**The problem**. Lines from the one containing "goalkeeper in the photo above." to the end of the entries below must be reproduced exactly, with both end lines kept and no other line added.

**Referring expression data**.
+---+
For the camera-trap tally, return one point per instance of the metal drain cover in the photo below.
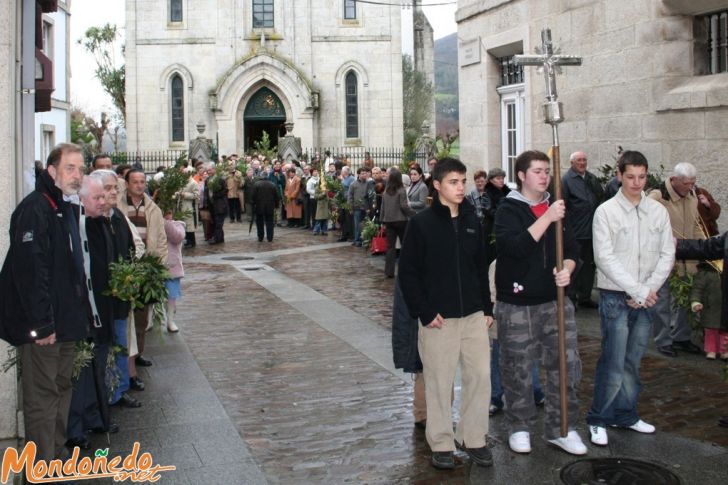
(617, 471)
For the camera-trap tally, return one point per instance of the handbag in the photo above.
(379, 242)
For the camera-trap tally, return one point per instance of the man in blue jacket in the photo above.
(443, 274)
(45, 307)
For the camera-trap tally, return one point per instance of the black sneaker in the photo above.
(444, 460)
(480, 456)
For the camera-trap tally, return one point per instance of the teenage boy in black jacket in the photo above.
(526, 281)
(443, 273)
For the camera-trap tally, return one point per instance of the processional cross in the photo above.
(550, 61)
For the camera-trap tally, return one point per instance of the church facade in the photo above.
(333, 68)
(654, 78)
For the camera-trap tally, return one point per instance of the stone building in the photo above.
(332, 67)
(653, 79)
(54, 125)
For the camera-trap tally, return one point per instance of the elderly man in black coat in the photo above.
(265, 198)
(709, 249)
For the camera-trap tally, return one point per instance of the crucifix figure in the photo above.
(553, 115)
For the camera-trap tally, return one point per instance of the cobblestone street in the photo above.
(292, 337)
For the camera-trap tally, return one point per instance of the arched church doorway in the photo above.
(264, 112)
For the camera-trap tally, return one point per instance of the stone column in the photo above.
(8, 186)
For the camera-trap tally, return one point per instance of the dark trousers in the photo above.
(309, 210)
(580, 289)
(394, 230)
(47, 388)
(347, 223)
(90, 401)
(264, 221)
(218, 235)
(234, 209)
(207, 226)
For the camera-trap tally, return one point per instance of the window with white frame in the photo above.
(350, 9)
(176, 13)
(48, 141)
(263, 14)
(352, 105)
(512, 102)
(177, 111)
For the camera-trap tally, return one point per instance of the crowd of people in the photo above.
(476, 281)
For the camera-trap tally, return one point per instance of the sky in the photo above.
(86, 92)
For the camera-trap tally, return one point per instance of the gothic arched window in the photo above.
(352, 106)
(175, 10)
(177, 108)
(263, 14)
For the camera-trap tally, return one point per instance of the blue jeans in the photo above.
(359, 215)
(626, 332)
(496, 393)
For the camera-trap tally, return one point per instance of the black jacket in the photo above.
(101, 251)
(404, 335)
(524, 271)
(709, 249)
(266, 197)
(442, 270)
(41, 281)
(582, 195)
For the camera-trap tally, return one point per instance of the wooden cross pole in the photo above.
(553, 115)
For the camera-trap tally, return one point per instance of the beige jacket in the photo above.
(156, 242)
(684, 216)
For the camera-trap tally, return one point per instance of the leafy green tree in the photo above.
(418, 93)
(101, 43)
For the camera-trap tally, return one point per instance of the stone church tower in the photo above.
(331, 67)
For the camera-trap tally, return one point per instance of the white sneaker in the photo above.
(520, 442)
(642, 427)
(598, 435)
(571, 444)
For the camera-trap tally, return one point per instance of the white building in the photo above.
(332, 67)
(54, 126)
(653, 79)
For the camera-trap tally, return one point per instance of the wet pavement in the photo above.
(282, 372)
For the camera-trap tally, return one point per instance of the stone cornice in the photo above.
(188, 41)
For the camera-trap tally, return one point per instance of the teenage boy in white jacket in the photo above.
(634, 253)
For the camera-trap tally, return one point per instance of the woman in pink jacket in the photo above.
(175, 231)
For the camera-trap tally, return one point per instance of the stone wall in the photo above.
(318, 43)
(8, 10)
(635, 89)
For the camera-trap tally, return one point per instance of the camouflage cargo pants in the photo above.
(527, 333)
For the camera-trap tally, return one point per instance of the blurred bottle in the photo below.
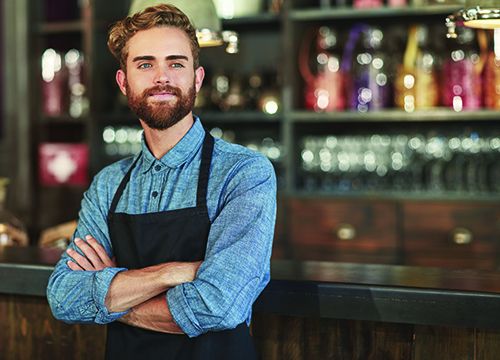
(367, 85)
(12, 230)
(54, 83)
(416, 84)
(320, 69)
(78, 101)
(461, 74)
(492, 74)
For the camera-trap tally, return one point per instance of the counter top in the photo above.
(387, 293)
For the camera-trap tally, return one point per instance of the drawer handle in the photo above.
(462, 236)
(346, 232)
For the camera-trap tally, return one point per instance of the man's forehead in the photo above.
(159, 42)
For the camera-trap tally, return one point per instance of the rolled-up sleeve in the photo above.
(79, 296)
(237, 262)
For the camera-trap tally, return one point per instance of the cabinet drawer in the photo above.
(451, 234)
(343, 230)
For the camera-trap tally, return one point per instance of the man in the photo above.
(172, 246)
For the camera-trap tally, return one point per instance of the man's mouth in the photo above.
(162, 95)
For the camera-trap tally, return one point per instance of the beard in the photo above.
(161, 115)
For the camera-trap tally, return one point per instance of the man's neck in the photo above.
(161, 142)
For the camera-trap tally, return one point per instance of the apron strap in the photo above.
(122, 185)
(206, 159)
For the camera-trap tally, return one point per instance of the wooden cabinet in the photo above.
(354, 220)
(343, 230)
(451, 234)
(410, 232)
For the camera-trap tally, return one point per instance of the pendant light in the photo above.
(478, 14)
(203, 16)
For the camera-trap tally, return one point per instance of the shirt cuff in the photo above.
(102, 281)
(181, 312)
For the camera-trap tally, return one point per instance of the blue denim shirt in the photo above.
(241, 203)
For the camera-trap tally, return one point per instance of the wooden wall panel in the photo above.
(29, 331)
(444, 343)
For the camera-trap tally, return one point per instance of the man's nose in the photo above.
(162, 75)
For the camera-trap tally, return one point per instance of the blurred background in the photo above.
(383, 131)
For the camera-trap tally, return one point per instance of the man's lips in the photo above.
(162, 95)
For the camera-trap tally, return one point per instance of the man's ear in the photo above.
(199, 75)
(121, 80)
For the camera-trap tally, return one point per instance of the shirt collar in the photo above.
(180, 153)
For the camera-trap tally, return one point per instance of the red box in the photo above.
(63, 164)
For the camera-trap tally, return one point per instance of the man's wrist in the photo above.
(176, 273)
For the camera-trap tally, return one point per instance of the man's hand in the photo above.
(94, 256)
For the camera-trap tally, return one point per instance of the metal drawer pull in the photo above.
(462, 236)
(346, 232)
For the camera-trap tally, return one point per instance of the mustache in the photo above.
(162, 89)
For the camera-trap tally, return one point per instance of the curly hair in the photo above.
(155, 16)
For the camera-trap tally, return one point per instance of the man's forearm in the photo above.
(134, 287)
(153, 314)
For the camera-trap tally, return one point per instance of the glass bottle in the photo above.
(461, 74)
(368, 85)
(320, 69)
(492, 74)
(416, 84)
(12, 230)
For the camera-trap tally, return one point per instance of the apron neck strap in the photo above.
(122, 185)
(206, 159)
(201, 193)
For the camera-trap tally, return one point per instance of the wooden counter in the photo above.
(310, 310)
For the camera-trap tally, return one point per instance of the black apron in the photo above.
(178, 235)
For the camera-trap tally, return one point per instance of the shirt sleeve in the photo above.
(237, 262)
(78, 296)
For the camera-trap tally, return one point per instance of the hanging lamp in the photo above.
(203, 16)
(478, 14)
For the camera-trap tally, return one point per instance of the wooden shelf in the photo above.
(237, 116)
(350, 13)
(63, 120)
(61, 27)
(261, 19)
(396, 115)
(396, 195)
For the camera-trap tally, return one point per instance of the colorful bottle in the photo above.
(492, 74)
(461, 73)
(320, 69)
(368, 85)
(416, 84)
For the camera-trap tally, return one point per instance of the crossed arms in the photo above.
(142, 290)
(233, 273)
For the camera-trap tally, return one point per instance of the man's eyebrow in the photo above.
(144, 57)
(177, 57)
(150, 57)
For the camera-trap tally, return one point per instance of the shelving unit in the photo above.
(271, 41)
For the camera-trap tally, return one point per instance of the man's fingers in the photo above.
(101, 252)
(73, 266)
(90, 254)
(80, 260)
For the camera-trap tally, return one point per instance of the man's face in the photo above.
(160, 83)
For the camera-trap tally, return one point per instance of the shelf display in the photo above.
(412, 133)
(419, 163)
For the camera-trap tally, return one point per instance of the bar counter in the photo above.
(309, 310)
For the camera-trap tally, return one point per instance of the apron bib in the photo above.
(141, 240)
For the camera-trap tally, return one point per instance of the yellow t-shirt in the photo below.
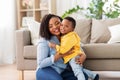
(69, 41)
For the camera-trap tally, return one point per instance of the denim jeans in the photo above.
(79, 70)
(49, 73)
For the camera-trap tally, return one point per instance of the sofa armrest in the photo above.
(22, 39)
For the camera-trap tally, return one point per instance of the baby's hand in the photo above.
(52, 45)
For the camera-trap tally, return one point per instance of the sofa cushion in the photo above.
(115, 34)
(102, 51)
(83, 28)
(100, 32)
(30, 52)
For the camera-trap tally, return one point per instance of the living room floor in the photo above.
(9, 72)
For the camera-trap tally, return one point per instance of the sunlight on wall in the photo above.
(7, 30)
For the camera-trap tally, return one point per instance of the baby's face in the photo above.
(66, 26)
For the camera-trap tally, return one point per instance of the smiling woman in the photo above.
(7, 28)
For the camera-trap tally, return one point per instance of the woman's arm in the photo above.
(43, 52)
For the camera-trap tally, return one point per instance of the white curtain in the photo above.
(7, 30)
(63, 5)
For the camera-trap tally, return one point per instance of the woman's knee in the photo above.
(47, 74)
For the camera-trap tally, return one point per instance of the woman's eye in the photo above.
(57, 23)
(50, 26)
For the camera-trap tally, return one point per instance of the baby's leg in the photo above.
(89, 73)
(77, 69)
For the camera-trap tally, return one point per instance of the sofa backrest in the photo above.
(99, 30)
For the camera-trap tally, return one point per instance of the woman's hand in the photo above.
(81, 59)
(57, 57)
(68, 53)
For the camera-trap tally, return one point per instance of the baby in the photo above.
(71, 40)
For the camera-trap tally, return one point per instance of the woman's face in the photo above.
(54, 26)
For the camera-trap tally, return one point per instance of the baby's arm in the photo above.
(81, 59)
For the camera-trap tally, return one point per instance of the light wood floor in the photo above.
(9, 72)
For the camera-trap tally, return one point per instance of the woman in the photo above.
(50, 64)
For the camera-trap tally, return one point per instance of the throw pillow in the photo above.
(34, 28)
(115, 34)
(99, 30)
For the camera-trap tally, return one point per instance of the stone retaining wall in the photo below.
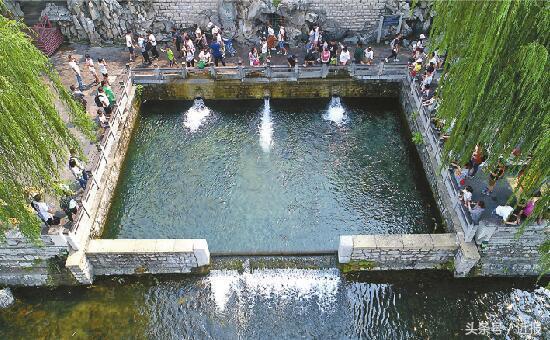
(509, 254)
(401, 251)
(407, 251)
(131, 257)
(26, 263)
(235, 89)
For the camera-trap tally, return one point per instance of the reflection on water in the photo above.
(318, 183)
(278, 304)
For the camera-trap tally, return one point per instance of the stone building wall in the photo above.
(352, 14)
(26, 263)
(99, 21)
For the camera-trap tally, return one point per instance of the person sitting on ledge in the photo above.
(477, 211)
(44, 211)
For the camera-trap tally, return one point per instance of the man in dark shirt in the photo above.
(291, 60)
(217, 53)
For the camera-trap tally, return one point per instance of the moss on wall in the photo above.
(235, 89)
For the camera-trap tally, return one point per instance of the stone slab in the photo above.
(389, 241)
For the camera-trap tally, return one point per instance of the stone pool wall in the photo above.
(304, 88)
(508, 254)
(33, 263)
(407, 251)
(134, 257)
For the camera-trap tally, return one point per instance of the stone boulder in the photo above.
(6, 298)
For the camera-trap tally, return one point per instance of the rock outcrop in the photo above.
(106, 21)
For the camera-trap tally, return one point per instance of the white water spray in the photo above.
(196, 115)
(266, 127)
(335, 112)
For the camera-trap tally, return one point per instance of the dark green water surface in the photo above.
(289, 181)
(260, 303)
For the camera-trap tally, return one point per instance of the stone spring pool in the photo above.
(254, 176)
(253, 302)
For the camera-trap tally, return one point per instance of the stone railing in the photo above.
(101, 165)
(270, 72)
(420, 118)
(407, 251)
(137, 256)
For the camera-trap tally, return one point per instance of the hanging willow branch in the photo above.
(496, 84)
(33, 138)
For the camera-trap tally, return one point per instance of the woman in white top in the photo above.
(90, 63)
(153, 42)
(103, 70)
(204, 58)
(281, 39)
(189, 52)
(344, 56)
(130, 45)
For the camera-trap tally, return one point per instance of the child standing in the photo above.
(103, 70)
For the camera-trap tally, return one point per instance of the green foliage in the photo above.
(357, 265)
(34, 140)
(495, 88)
(417, 138)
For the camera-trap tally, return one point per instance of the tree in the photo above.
(33, 138)
(494, 90)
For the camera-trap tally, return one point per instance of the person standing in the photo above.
(177, 40)
(217, 53)
(130, 44)
(475, 161)
(253, 57)
(108, 92)
(204, 58)
(359, 54)
(316, 35)
(45, 212)
(89, 62)
(281, 37)
(394, 45)
(153, 41)
(494, 176)
(325, 56)
(189, 52)
(477, 211)
(369, 55)
(74, 66)
(344, 56)
(79, 173)
(102, 101)
(103, 69)
(271, 38)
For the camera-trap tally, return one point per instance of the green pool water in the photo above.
(262, 303)
(279, 176)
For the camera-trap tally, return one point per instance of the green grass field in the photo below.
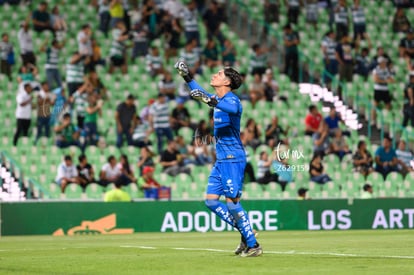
(288, 252)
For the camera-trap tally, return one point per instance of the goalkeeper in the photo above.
(226, 177)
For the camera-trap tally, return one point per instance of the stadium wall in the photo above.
(73, 218)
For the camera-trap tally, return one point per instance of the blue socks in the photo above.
+---+
**Solution for this problem**.
For the camera-trap tally, return one point per instance of the goalkeeper in the photo above.
(226, 177)
For the camera-trap tally, return one point per instance of the stadium wall in the photo above.
(73, 218)
For the camera-trap tally, return one point per instance of the blue socks in the photo above.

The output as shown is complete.